#### Aim of the exercise
Copy the data below word for word, leaving out the pictures.
## Start Records shown
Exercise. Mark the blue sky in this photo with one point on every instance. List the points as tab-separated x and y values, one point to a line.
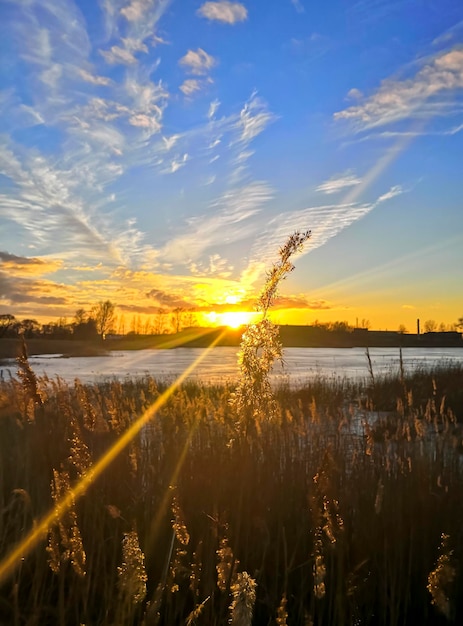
158	153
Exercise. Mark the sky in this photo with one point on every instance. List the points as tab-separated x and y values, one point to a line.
158	153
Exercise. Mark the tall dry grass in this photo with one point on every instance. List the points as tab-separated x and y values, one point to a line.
341	505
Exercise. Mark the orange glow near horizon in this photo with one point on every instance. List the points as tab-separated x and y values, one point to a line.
232	319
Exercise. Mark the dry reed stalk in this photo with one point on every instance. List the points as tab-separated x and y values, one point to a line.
253	399
440	579
244	597
65	541
132	572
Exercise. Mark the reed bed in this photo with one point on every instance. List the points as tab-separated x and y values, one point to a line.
338	510
129	503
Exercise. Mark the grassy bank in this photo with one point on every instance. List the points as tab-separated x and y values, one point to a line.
## End Records shown
#### Exercise response
Exercise. Mark the blue sky in this photo with one point on every instance. List the points as tab-separated x and y values, one point to a line.
158	153
Exercise. Mark the sky in this photo with one point on every instance. List the points as tab-separated x and y values, one point to a line.
158	153
Exercise. Mark the tall dry grass in this photo with one point on every instance. List the points as tab-separated x and y values, one point to a line.
341	505
Exercise. Mark the orange glow near horizon in this photo with one point on every instance. List the points as tab-separated x and y values, one point to a line.
232	319
Exercise. Mark the dry reed stalk in this photo with one point on every instance. List the points as tab-separated x and y values, one point to a line.
253	399
440	579
244	597
65	541
132	572
Exercise. Mark the reed bed in this photo with one point on every instance. List the points as tab-separated x and y values, one point to a line.
338	510
129	503
Exercise. Mark the grassy bank in this photo with one point on every instance. List the points as tab-separated x and y values, one point to a line.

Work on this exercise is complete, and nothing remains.